● SOURCE EXTRACT

###

Hacker News new | ask | show | jobs
by rciorba 2139 days ago
I did. Inherited a legacy web app that did stupid things in Python in memory (basically search and aggregation).

I realized a rewrite was the best course of action, but in the meanwhile the old thing had to stay up and running, and as the volume of data increased, it started to run in to HTTP timeouts as often requests took longer than 2 minutes.

I moved the thing to PyPy, and got about a 30% speedup from that. Only one lib had to be replaced with a pure python alternative, as it was using a C extension.

It bought me enough time to finish the new implementation (duplicate the data in Elasticsearch, hey presto from over a minute to about a second to get results).

For some workloads PyPy's JIT can do wonders.

2 comments

I parse big XML and similarly structured files, convert them into RDF, puff them up into a (still RDF but with a lot of blank nodes) hypergraph so I can load the content into a single database and be able to trace that these two facts are related and come from this part of document A and that part of document B.

I have document parsing and SPARQL queries that can take a few minutes that I'd like to run frequently so I can keep all parts of the system up to date.

I've only benchmarked it a bit, but I found I got approximately the five times speed-up that PyPy promised. This is with PyPy based on Python 3.6. I think PyPy is switching to cffi as the way to connect to C code so most native code "just works" now.

I had to backport my code from Python 3.8; Python 3.6 lacks contextvars, but there is a polyfill for that, otherwise there was no problem.

I stayed away from PyPy for a long time because it was tied to Python 3.5 which was busted in various ways. One of those was that the filesystem path objects were half-implemented, you should have been able to pass them into anything from the stdlib that expected a string path and at that time you couldn't. Little accidents like that can slow down a technology like PyPy from being adopted.

> I think PyPy is switching to cffi as the way to connect to C code so most native code "just works" now.

###

● SOURCE DATA
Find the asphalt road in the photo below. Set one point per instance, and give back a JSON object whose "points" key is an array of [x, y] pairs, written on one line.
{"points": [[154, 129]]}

###

● AIM OF THE TASK
Set down everything in the PyPy thread from "I realized a" down to "can do wonders.", word for word.

● CORRECT OUTPUT
I realized a rewrite was the best course of action, but in the meanwhile the old thing had to stay up and running, and as the volume of data increased, it started to run in to HTTP timeouts as often requests took longer than 2 minutes.

I moved the thing to PyPy, and got about a 30% speedup from that. Only one lib had to be replaced with a pure python alternative, as it was using a C extension.

It bought me enough time to finish the new implementation (duplicate the data in Elasticsearch, hey presto from over a minute to about a second to get results).

For some workloads PyPy's JIT can do wonders.